Given text:

Re: Important update on couchdb's foundationdb work

Will Young Tue, 15 Mar 2022 05:33:22 -0700

Hi,

  Personally, I had no specific need in mind for foundationdb to
address, I'm well served by the current storage atop ZFS, so I mostly
see downsides in adding any storage that adds new restrictions,
non-portable dependencies, or puts groups of features into silos. I.e.
foundationdb's requirement for avx was a headache for me as I have
some older x86 as well as Arm, where avx2neon seemed experimental.
Several host local DBs like RocksDB and Sqlite seem like they might
provide a modest benefit while less likely to create a split somewhere
between anyone using couch for embedded, anyone building a modest
cluster and anyone building a full scale cloud DB service. So if there
is an interest in continuing to develop an alternative to the current
storage, I would prefer investigations into the benefits of a
direct/local RocksDB storage engine rather than having a portion of
the community invest more time into continuing a CouchDB-FDB project.


-Will



Am Mo., 14. März 2022 um 12:19 Uhr schrieb Robert Newson <rnew...@apache.org>:
>
> Hi,
>
> That already happened. “Pluggable storage engine” was introduced in 2016 
> (https://github.com/apache/couchdb/commit/f6a771147ba488f80a7d29491263d19088d0eefb).
>
> No alternative backends have yet been contributed.
>
> B.
>
> > On 13 Mar 2022, at 16:27, Chintan Mishra from Rebhu <chin...@rebhu.com> 
> > wrote:
> >
> > As a user, my team and I were keenly looking forward to CouchDB v4 with 
> > FoundationDB.

Data shown:
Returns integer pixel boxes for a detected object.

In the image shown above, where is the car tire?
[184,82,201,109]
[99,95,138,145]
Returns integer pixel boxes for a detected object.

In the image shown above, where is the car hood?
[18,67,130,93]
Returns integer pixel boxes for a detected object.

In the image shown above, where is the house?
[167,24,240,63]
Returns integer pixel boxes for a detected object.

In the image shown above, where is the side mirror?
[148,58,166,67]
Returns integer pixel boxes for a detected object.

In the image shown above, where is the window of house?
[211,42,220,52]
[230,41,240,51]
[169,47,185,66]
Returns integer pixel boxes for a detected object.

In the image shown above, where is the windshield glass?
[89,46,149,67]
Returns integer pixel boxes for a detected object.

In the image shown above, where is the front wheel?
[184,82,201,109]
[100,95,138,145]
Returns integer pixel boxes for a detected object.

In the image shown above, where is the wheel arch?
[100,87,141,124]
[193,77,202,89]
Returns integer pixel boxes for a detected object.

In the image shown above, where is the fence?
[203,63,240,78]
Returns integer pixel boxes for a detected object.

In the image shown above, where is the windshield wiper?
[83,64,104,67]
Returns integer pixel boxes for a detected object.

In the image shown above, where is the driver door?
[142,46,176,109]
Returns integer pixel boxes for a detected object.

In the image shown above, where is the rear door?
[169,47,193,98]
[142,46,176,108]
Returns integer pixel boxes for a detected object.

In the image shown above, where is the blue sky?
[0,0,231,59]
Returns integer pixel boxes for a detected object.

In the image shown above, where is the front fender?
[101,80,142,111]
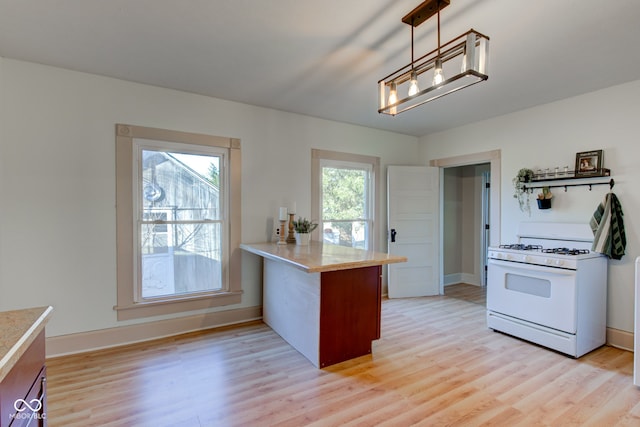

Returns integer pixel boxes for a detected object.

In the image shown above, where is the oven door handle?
[489,258,576,276]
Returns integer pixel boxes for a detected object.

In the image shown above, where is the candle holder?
[287,213,296,243]
[278,219,287,245]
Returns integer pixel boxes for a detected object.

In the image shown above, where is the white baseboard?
[442,273,482,286]
[607,328,633,351]
[46,306,262,357]
[442,273,462,286]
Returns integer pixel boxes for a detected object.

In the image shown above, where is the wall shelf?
[522,169,616,193]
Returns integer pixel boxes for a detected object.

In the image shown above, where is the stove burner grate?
[500,243,542,251]
[542,248,589,255]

Complete the following:
**a.** In the CouchDB mailing list thread, what storage does Will say he is well served by right now?
**b.** Write the next part of the CouchDB mailing list thread, picking up after its last sentence.

Answer list:
**a.** The current storage atop ZFS.

**b.**
> >
> > Given the current situation, it is only reasonable to come up with a best 
> > alternative.
> >
> > How about refactoring CouchDB to work with multiple storage engines?
> >
> > The default CouchDB will support whatever the PMC agrees upon. Whereas the 
> > community can tinker with different backend storage engines. So, the 
> > FoundationDB can be one of the backing engines that get used with CouchDB. 
> > Other storage engines can be RocksDB, Apache Derby, etc.
> >
> > Thank you.
> >
> > --
> > Chintan Mishra
> >
> > On 13/03/22 17:09, Robert Newson wrote:
> >> Thank you for this feedback.
> >> I think it’s reasonable to worry about tying CouchDB to FoundationDB for 
> >> some of the reasons you mentioned, but not all of them. We did worry, at 
> >> the start, at the lack of a governance policy around FoundationDB; 
> >> something that would help ensure the project is not beholden to a single 
> >> corporate entity that might abandon the project or take it in places that 
> >> make it unsuitable for CouchDB in the future. There hasn’t been much 
> >> progress on that, but likewise the project has stayed true to form.
> >> CouchDB is critically dependent on Erlang/OTP, among other components, 
> >> which similarly lack the kind of governance or oversight that Apache 
> >> projects themselves work within. At no point have I feared the "project 
> >> will end up in FoundationDB integrating CouchDB rather than the other way 
> >> around”. FoundationDB is not a database, it is explicitly only 
> >> foundational support to build databases on top of.
> >> "If even you guys weren't treated as a priority, I doubt that my feature 
> >> requests and other input will matter even one bit as a user.” - I’m not 
> >> sure who you refer to with “you guys”, but I remind everyone that the 
> >> CouchDB contributors from IBM Cloudant are the main contributors to 
> >> CouchDB 2.0 and 3.0, have been so for years and are in, many cases, either 
> >> CouchDB committers or PMC members. They are “us” as much as any other 
> >> contributor. That the Cloudant team has moved focus from CouchDB 4.0 (as 
> >> it would have been) to 3.0 is a re-establishment of the status quo ante.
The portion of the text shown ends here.